_Task_
Where the data below has the string "house", return the whole line.
---- Given data
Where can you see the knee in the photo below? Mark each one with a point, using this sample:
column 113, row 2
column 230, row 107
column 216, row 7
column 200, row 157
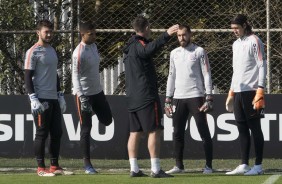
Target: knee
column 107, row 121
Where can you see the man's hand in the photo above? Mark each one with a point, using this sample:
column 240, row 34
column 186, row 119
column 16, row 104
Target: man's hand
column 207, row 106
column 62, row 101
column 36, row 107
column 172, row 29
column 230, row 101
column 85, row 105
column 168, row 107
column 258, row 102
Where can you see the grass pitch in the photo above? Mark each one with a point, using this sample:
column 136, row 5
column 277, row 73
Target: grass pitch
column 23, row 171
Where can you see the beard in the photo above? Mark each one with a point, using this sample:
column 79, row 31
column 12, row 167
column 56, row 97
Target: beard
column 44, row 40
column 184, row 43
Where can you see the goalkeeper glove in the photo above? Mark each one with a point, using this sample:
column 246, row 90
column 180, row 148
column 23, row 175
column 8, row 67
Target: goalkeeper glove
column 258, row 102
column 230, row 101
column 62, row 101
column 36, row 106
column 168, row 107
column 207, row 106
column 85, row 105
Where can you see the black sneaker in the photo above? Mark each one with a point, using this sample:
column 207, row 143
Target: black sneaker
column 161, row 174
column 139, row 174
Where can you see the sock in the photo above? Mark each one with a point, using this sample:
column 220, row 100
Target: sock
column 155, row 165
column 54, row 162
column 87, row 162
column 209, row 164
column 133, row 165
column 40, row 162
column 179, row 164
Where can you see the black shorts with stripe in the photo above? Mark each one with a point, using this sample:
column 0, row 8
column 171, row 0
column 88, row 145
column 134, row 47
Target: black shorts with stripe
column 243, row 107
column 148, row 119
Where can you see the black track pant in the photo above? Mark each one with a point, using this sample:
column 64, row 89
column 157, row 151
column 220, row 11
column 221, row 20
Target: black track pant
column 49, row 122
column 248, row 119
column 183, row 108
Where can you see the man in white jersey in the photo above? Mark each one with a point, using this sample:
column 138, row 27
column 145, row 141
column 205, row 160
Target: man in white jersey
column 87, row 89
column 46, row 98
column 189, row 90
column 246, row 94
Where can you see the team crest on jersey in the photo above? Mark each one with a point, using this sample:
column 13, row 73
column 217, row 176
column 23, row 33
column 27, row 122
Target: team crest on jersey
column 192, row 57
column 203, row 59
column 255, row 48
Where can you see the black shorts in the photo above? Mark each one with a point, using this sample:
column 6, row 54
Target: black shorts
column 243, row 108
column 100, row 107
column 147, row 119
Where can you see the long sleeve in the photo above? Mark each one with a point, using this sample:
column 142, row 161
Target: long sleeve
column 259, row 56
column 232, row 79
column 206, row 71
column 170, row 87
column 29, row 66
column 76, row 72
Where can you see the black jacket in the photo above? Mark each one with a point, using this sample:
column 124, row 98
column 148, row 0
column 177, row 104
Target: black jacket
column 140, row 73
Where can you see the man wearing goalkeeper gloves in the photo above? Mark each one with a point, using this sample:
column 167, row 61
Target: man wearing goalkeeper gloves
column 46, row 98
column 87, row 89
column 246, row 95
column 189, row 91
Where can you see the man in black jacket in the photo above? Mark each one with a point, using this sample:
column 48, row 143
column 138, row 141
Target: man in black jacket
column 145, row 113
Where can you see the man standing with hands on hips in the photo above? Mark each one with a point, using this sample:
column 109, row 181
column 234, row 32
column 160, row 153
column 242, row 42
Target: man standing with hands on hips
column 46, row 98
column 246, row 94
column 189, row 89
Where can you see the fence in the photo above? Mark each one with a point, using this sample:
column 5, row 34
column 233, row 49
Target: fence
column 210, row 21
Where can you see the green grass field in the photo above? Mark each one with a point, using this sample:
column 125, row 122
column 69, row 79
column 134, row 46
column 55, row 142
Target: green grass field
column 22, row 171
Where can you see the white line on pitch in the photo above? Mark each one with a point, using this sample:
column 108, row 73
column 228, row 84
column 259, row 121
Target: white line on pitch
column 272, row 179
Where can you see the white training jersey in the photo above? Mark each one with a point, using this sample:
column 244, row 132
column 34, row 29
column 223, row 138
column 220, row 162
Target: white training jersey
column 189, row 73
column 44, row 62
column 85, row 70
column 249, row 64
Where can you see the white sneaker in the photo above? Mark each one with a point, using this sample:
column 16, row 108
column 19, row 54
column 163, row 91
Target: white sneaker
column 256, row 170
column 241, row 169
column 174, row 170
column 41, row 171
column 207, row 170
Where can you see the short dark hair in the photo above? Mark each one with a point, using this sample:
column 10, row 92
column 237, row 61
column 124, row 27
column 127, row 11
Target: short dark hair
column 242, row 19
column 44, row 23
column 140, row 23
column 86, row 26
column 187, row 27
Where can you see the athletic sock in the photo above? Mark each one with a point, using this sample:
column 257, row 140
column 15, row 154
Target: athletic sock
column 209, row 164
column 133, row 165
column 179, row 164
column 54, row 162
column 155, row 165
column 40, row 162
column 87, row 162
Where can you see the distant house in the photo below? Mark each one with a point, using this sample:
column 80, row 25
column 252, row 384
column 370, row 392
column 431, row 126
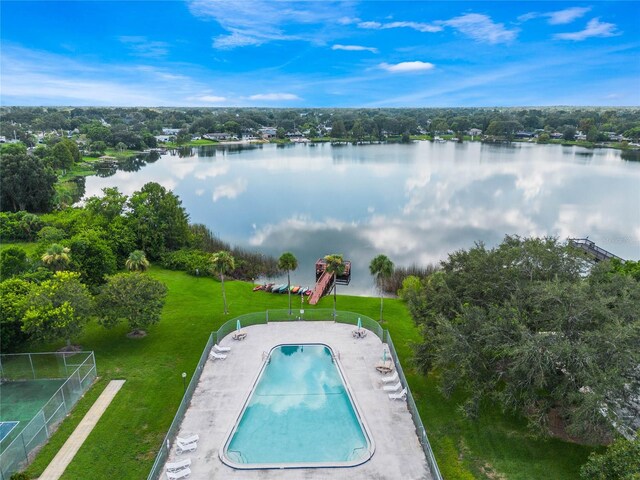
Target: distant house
--------
_Task output_
Where can you see the distant house in the photo below? Mark each one with a point, using this sample:
Target: distant house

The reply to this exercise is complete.